# EXERCISE OBJECTIVE:
Please pick out each row below that contains the string "green" and copy every such row in full.
# # # #
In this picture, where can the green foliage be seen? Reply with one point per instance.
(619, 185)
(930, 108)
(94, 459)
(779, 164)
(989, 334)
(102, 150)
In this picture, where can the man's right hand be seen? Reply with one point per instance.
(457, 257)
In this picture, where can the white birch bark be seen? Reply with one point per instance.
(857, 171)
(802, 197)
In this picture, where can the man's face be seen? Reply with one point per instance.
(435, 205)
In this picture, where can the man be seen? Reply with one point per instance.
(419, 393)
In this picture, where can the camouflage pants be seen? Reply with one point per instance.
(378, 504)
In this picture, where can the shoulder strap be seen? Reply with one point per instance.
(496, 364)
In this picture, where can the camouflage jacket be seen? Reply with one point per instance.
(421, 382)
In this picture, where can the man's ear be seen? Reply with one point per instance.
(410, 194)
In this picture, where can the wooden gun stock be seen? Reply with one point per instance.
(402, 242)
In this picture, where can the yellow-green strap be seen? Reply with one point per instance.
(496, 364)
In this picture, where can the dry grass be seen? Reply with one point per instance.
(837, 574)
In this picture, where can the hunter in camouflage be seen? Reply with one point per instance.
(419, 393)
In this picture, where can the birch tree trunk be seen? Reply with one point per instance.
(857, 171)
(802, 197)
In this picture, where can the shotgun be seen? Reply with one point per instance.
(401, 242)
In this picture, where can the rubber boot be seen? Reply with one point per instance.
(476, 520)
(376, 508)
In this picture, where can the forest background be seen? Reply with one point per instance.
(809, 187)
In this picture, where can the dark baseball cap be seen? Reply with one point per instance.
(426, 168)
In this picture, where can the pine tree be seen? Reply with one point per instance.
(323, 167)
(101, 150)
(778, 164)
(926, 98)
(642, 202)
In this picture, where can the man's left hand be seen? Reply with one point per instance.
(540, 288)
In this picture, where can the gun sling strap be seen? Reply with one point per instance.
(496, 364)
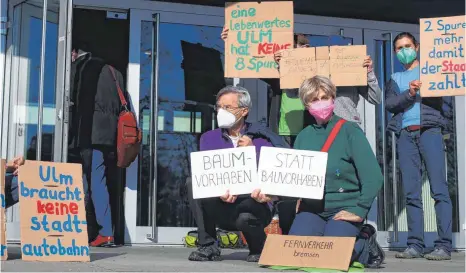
# # # #
# SOLUTION:
In this picture, where can the green foliage be seen? Reply with one point per instance.
In this picture, where can the yellow-green strap be seen? Reply with one point per instance.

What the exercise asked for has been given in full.